> **THE TASK**
Copy out every line of the data exactly.

> **DATA PROVIDED**
------------------------------------

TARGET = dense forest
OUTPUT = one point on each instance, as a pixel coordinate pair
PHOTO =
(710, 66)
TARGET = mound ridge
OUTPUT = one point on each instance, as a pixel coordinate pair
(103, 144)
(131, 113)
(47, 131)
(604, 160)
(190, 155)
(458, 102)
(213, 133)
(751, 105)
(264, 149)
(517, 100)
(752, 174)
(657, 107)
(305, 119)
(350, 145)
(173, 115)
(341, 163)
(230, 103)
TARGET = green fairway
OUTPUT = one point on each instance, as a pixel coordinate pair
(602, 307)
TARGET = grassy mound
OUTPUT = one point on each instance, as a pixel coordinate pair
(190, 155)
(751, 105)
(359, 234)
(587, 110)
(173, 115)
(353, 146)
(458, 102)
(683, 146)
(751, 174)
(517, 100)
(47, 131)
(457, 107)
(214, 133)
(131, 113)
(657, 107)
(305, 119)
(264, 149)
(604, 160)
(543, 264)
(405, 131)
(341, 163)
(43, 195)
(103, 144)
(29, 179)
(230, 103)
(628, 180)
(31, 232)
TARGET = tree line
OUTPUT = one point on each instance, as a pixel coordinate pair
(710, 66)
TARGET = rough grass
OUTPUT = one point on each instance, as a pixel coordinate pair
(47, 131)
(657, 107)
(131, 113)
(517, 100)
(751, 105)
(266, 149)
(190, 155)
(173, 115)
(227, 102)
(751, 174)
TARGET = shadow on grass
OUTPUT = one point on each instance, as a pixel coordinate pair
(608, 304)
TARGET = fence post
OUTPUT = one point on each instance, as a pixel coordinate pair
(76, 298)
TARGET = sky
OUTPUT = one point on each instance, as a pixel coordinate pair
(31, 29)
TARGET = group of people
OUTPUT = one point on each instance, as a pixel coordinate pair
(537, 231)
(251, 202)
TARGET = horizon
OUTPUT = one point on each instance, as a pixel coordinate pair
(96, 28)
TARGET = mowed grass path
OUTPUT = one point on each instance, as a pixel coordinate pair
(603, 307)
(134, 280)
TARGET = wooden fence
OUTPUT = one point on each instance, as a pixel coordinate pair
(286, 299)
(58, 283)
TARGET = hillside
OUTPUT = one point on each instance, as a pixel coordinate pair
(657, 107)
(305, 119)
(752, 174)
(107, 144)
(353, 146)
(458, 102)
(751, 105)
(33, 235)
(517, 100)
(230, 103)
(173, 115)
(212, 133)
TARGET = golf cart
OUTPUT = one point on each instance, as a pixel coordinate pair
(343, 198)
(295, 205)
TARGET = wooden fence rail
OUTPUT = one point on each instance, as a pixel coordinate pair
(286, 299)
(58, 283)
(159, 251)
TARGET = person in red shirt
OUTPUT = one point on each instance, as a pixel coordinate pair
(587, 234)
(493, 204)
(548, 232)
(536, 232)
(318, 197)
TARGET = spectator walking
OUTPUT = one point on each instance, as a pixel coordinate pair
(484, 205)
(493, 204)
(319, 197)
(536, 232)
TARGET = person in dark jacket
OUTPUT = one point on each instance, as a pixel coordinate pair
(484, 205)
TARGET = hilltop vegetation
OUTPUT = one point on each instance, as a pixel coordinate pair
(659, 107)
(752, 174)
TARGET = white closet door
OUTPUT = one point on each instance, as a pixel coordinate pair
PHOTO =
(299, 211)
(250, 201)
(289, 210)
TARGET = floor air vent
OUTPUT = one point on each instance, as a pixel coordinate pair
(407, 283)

------------------------------------

> **SOLUTION TO THE EXERCISE**
TARGET = dense forest
OUTPUT = one point on each instance, as a pixel coordinate pair
PHOTO =
(710, 66)
TARGET = mound ridge
OUTPUT = one point on each instance, as a pixel coordinate pair
(103, 144)
(131, 113)
(47, 131)
(604, 160)
(190, 155)
(458, 102)
(213, 133)
(751, 105)
(264, 149)
(517, 100)
(752, 174)
(657, 107)
(305, 119)
(350, 145)
(173, 115)
(341, 163)
(230, 103)
TARGET = green fairway
OUTPUT = one point on each instance, as a pixel coordinate pair
(602, 307)
TARGET = grassy mound
OUTPUT = one point on each instance, as a pixel coordinate pair
(190, 155)
(751, 105)
(359, 234)
(587, 110)
(173, 115)
(353, 146)
(458, 102)
(683, 146)
(751, 174)
(517, 100)
(47, 131)
(457, 107)
(214, 133)
(131, 113)
(657, 107)
(305, 119)
(264, 149)
(604, 160)
(543, 264)
(405, 131)
(341, 163)
(43, 195)
(103, 144)
(29, 179)
(230, 103)
(628, 180)
(31, 232)
TARGET = tree line
OUTPUT = one point on each instance, as a pixel coordinate pair
(710, 66)
TARGET = rough grass
OUTPUT = one point on each instance, as a pixel coordinate pair
(47, 131)
(657, 107)
(131, 113)
(517, 100)
(751, 105)
(266, 149)
(190, 155)
(173, 115)
(227, 102)
(751, 174)
TARGET = shadow on grass
OUTPUT = one point on each instance, as a pixel coordinate pair
(608, 304)
TARGET = fence post
OUTPUT = one point on each instance, as a pixel coordinate pair
(76, 298)
TARGET = sky
OUTPUT = one point on each instance, as a pixel coordinate pair
(31, 29)
TARGET = group of people
OUTPUT = one point on each instance, as a pixel coordinate pair
(537, 231)
(251, 202)
TARGET = horizon
OUTPUT = one point on each instance, as a pixel coordinate pair
(96, 28)
TARGET = mowed grass path
OUTPUT = one point on each instance, as a pixel coordinate pair
(603, 307)
(134, 280)
TARGET = wooden fence
OUTPUT = one point on each instance, as a pixel coordinate pair
(286, 299)
(58, 283)
TARGET = hillside
OUTPUT = one point on each instance, as a pixel coordinate pair
(657, 107)
(305, 119)
(752, 174)
(107, 144)
(353, 146)
(458, 102)
(751, 105)
(33, 235)
(517, 100)
(230, 103)
(173, 115)
(212, 133)
TARGET = golf cart
OUTPUT = one point on each instance, as a pixel coordinate pair
(343, 198)
(295, 205)
TARGET = wooden fence rail
OUTPUT = one point on each instance, as a pixel coordinate pair
(286, 299)
(58, 283)
(159, 251)
TARGET = person in red shirt
OUTPUT = one point on each instance, as a pixel coordinate pair
(587, 234)
(493, 204)
(548, 232)
(536, 232)
(318, 197)
TARGET = spectator walking
OUTPUT = one point on each instance, as a pixel coordinate pair
(484, 205)
(493, 204)
(319, 197)
(536, 232)
TARGET = person in dark jacket
OUTPUT = one point on each instance, as a pixel coordinate pair
(484, 205)
TARGET = hilltop vegetation
OUTPUT = one point on each instance, as a pixel coordinate pair
(659, 107)
(752, 174)
TARGET = white closet door
OUTPUT = one point on each instance, as a pixel coordinate pair
PHOTO =
(299, 211)
(250, 201)
(289, 210)
TARGET = floor air vent
OUTPUT = one point on each instance, as a pixel coordinate pair
(407, 283)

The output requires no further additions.